In the entries below, the lines from the one with "Target: amber turn signal lens" through the one with "Where can the car's rear" are to be copied exactly; both ends count.
* * * * * * *
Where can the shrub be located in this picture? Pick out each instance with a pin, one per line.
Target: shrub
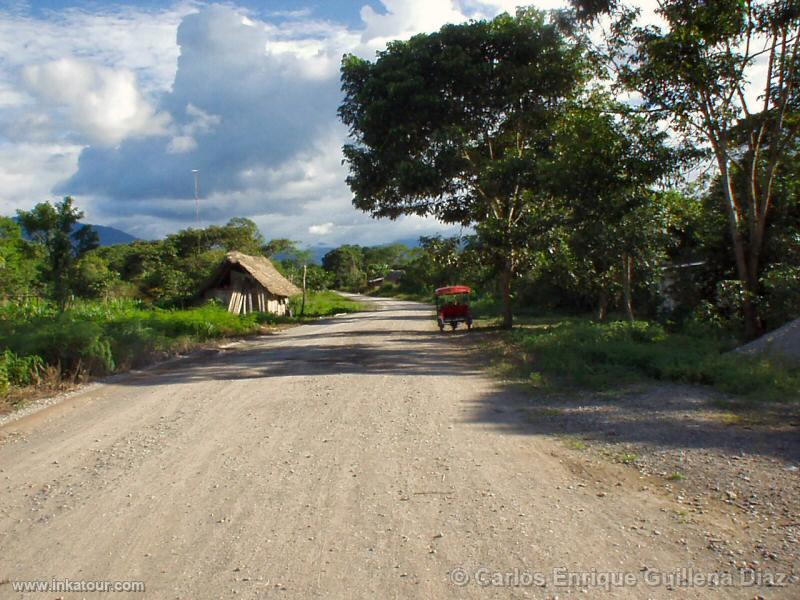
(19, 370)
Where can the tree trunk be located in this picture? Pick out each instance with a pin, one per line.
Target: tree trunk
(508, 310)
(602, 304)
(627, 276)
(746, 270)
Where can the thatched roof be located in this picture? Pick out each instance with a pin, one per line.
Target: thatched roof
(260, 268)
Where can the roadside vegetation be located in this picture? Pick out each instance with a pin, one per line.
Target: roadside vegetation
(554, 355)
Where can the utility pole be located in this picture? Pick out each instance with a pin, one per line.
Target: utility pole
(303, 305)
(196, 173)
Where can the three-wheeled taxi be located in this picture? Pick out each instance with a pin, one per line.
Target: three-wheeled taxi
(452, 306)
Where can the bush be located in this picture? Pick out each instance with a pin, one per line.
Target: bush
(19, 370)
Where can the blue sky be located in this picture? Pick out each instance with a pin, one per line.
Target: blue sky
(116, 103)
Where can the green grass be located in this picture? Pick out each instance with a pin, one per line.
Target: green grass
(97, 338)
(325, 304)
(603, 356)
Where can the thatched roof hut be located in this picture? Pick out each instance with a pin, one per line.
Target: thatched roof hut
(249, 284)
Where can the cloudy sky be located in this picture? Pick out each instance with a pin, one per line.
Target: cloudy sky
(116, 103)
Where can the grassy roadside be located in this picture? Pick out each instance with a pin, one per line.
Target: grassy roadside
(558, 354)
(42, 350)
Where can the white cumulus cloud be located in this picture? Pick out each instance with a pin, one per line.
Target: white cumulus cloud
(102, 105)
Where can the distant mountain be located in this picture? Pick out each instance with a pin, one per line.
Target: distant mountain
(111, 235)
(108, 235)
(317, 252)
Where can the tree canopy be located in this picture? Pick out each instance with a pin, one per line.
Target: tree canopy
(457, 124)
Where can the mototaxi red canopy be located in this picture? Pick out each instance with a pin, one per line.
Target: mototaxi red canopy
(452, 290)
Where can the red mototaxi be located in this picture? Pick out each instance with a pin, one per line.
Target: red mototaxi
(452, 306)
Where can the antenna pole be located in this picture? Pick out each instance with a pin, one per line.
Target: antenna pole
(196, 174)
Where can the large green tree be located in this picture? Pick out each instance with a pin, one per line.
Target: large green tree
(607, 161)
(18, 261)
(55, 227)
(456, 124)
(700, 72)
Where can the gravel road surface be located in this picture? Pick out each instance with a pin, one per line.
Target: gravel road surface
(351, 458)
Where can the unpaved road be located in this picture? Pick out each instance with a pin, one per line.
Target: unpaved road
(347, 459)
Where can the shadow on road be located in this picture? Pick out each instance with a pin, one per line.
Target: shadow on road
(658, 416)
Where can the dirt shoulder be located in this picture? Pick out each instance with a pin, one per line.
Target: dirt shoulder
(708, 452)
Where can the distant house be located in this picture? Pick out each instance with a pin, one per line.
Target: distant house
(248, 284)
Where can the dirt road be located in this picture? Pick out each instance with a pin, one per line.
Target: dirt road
* * * * * * *
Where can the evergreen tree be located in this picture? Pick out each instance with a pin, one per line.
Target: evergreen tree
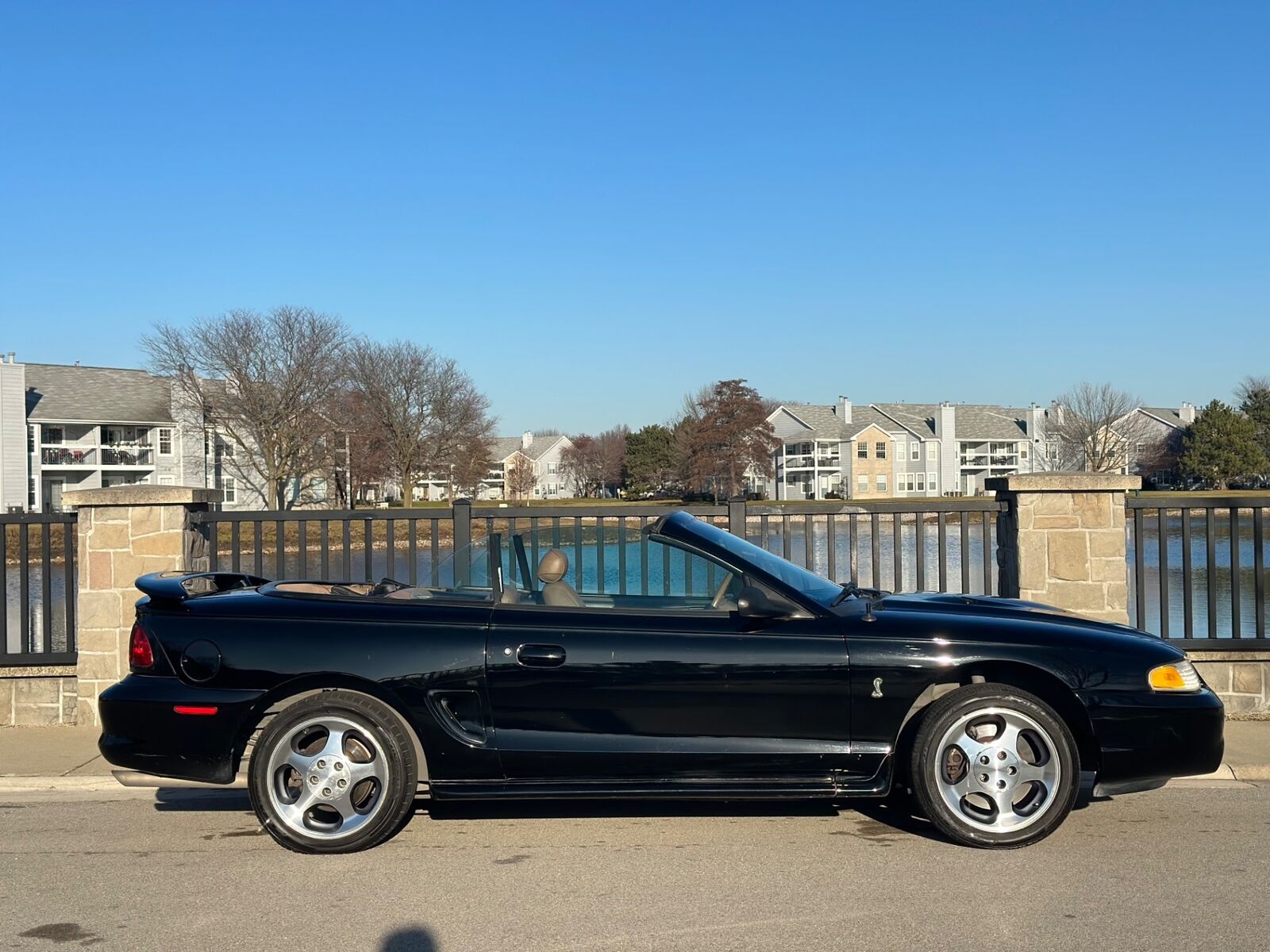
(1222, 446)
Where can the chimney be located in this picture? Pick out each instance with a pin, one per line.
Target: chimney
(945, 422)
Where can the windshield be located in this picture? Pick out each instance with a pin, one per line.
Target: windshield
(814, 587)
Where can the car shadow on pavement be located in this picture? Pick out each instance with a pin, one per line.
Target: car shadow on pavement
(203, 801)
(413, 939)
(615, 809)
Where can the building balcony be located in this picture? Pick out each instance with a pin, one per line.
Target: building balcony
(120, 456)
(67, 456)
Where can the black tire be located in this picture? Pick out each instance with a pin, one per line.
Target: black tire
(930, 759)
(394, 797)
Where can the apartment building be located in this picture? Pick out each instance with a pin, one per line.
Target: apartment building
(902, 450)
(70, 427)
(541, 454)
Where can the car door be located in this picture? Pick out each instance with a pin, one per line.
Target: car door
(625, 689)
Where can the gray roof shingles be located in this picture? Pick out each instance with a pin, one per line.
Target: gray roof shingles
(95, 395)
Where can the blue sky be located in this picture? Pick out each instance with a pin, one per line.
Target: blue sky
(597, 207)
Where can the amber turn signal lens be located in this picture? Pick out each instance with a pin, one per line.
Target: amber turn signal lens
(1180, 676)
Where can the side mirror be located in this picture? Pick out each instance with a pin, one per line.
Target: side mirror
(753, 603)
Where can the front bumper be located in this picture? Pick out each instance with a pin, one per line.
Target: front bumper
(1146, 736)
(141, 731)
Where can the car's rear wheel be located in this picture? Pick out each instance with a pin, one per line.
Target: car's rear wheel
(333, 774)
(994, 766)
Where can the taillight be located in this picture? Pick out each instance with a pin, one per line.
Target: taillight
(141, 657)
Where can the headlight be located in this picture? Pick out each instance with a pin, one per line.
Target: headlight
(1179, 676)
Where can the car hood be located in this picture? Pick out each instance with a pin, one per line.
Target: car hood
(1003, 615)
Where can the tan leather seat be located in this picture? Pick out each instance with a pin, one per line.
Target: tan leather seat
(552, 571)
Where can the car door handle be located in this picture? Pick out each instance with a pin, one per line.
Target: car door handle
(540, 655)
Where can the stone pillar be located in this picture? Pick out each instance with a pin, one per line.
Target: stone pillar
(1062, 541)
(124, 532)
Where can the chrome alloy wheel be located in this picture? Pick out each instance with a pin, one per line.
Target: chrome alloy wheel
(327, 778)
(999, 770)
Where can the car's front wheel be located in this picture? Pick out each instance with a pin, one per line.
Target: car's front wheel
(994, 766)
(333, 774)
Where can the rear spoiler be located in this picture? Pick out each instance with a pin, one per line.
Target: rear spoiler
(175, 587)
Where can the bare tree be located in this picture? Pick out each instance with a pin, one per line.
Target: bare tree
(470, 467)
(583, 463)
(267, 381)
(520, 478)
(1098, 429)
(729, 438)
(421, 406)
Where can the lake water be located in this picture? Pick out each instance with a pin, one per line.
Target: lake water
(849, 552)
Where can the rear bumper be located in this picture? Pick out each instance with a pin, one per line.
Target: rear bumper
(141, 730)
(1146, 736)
* * * * * * *
> [Solved problem]:
Target: amber turn signal lens
(1180, 676)
Where can the side mirror be located in this picture? Pick out each instance with a pin, one per line.
Target: side mirror
(753, 603)
Where can the front bumper be located in this picture? Pick out each instance with a pin, one per line.
Target: front bumper
(1146, 736)
(141, 731)
Where can the car's rear wheel be located in this picture? Pick out each instance with a pin, one per line.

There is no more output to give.